→ Aufgabe A:
Prüfe anhand des Dokumentauszugs, ob die Aussagen (i) bis (iii) zutreffen, und antworte jeweils mit Ja oder Nein samt den entscheidenden Worten als wörtlichem Zitat.
(i) Die KPD-Zentrale hatte maßgeblichen Einfluss auf die Bildung der Roten Armee des Ruhrgebiets.
(ii) Nachdem der Generalstreik in Berlin abgebrochen worden war, gingen die Kämpfe im Ruhrgebiet weiter.
(iii) Die genaue Zahl der Todesopfer wurde später ermittelt.
→ Aufgabe B:
Beantworte mit dem Dokumentauszug die folgenden Fragen:
(i) Wen schickte die Zentrale ins Ruhrgebiet?
(ii) Unter welchem Namen ging der Kompromiss mit der Preußischen Regierung in die Geschichte ein?
(iii) Wer erschlug auch in Krankenhäusern liegende Verwundete?

Die Arbeiterwehren des Ruhrgebietes die zum Teil bewaffnet waren und von denen sich ein Teil „Rote Armee“ nannte, waren von dortigen Arbeitern: Kommunisten, Unabhängigen und Mehrheitssozialdemokraten Angehörigen der „christlichen“ Arbeiterorganisationen und Parteilosen zur Abwehr der Kapp-Lüttwitz-Putschisten gebildet worden. Die KPD Zentrale hatte bei der Schaffung dieser Roten Armee des Ruhrgebiets in Wahrheit keinen Einfluß. Als nach dem Rücktritt der Putschregierung Kapp-Lüttwitz der Generalstreik in Berlin abgebrochen worden war, dauerten die Kämpfe im Ruhrgebiet noch an. Wilhelm Pieck wurde von der Zentrale ins Ruhrgebiet geschickt, um zu versuchen, die Arbeiterwehren unter die Kontrolle der KPD zu bringen. Piecks Vermittlung wurde von den beteiligten Organisationen abgelehnt, seine Unterzeichnung des Kompromisses mit der Preußischen Regierung, der den lokalen Kämpfen ein Ende setzen sollte und als „Bielefelder Abkommen“ in die Geschichte einging, wurde nicht anerkannt. Da die Reichswehr und die Freikorps das Bielefelder Abkommen teils nach ihrem Belieben auslegten, teils gar nicht einhielten, lösten sich auch die Arbeiterwehren nicht auf. Sie wurden bald von der Übermacht der Reichswehr und den Freikorps zusammengeschlagen. Und wie im deutschen Bürgerkrieg üblich, wurden nach der Niederschlagung der Arbeiterwehren mehr als doppelt so viele Arbeiter nachträglich ermordet als im Kampf gefallen waren. Auch in Krankenhäusern liegende Verwundete wurden von den Freikorpsleuten erschlagen. Die wenigen Tage der Kapp-Lüttwitz-Regierung hatten insgesamt über tausend Menschen das Leben gekostet. Die genaue Anzahl wurde niemals festgestellt.

→ Quellenauszug:
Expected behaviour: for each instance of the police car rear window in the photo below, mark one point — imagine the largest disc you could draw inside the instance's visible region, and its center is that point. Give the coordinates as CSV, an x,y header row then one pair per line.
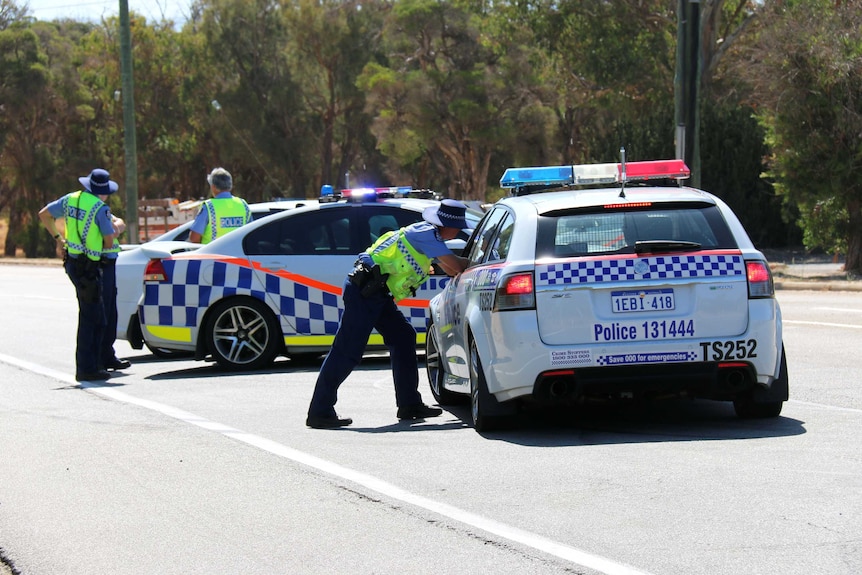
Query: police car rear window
x,y
579,233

→ Fertige Antwort A:
(i) Nein – „Die KPD Zentrale hatte bei der Schaffung dieser Roten Armee des Ruhrgebiets in Wahrheit keinen Einfluß.“
(ii) Ja – „dauerten die Kämpfe im Ruhrgebiet noch an“
(iii) Nein – „Die genaue Anzahl wurde niemals festgestellt.“

→ Fertige Antwort B:
(i) Wilhelm Pieck
(ii) „Bielefelder Abkommen“
(iii) Die Freikorpsleute